== ФРАГМЕНТ ТЕКСТА ==
--------

Здесь, впрочем, заветного артельного начала нет, все больше сброд случайный. Чаще попадаются люди преклонных лет, и все крайне несообщительны. Удается изредка некоторым спариваться для житья в подобных навозных кучах, но ненадолго: ловкий и пронырливый разбивает в пух вялого и неумелого и прогоняет прочь от себя.
Еще раз (и в последний) перенесемся на Среднюю Волгу, в местность между Нижним и Казанью.
Здесь прямо наталкиваемся мы на известного с древнейших времен, может быть с самого покорения Казани, и знакомого всей Руси под именем казанского сироты тамошнего поволжского промышленника, Христовым именем, хотя и мусульманина, происходящего от бывших татарских мурз. Это самый докучный и самый умелый выпросить. Поравняться с ним может назойливостью и настойчивостью разве только тот соперник его, который обирает куски дальше на низу: в губерниях Самарской и Саратовской, и приходит сюда из 15 сел и деревень Саранского и Инсарского уездов Пензенской губернии.
Ходит этот народ большими артелями, и называют они себя «калунами» (от слова «калить», что на их языке значит «сбирать, нищебродить»; по тому же смыслу, как у московских туваликов и жуликов оно значит «звонить», и убогие нищие зовутся «звонарями»).

--------

== ИСХОДНЫЕ ДАННЫЕ ==
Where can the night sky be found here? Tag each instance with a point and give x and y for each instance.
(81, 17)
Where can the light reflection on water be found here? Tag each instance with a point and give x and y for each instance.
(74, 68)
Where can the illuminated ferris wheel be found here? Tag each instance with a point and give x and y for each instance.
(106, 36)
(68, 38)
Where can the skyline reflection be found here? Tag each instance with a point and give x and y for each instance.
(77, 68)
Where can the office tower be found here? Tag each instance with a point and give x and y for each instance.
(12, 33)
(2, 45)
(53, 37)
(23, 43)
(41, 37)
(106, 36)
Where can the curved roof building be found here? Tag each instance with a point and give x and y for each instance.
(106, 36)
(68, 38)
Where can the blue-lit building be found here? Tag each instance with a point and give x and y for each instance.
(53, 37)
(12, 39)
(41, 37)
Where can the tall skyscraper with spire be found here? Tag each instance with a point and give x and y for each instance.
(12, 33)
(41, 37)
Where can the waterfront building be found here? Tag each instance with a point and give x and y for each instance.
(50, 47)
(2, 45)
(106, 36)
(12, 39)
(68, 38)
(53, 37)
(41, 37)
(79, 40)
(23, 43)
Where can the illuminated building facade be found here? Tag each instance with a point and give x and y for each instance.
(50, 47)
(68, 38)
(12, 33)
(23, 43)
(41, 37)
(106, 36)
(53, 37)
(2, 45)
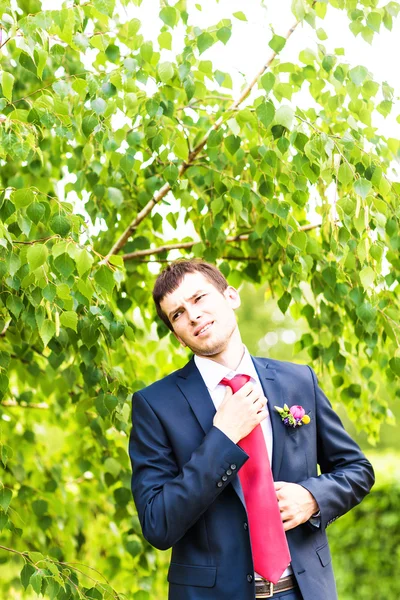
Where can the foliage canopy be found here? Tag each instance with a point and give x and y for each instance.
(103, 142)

--------

== ЗАДАНИЯ ==
1) Что означает слово «калить» на языке калунов, согласно фрагменту текста?
2) Повторите дословно часть фрагмента текста, начиная со слов «Здесь, впрочем, заветного» и продолжая до слов «прочь от себя.» включительно.
Приведенный список для работы не понадобится.

== ОТВЕТЫ К ЗАДАНИЯМ ==
1) На их языке оно значит «сбирать, нищебродить».

2)
Здесь, впрочем, заветного артельного начала нет, все больше сброд случайный. Чаще попадаются люди преклонных лет, и все крайне несообщительны. Удается изредка некоторым спариваться для житья в подобных навозных кучах, но ненадолго: ловкий и пронырливый разбивает в пух вялого и неумелого и прогоняет прочь от себя.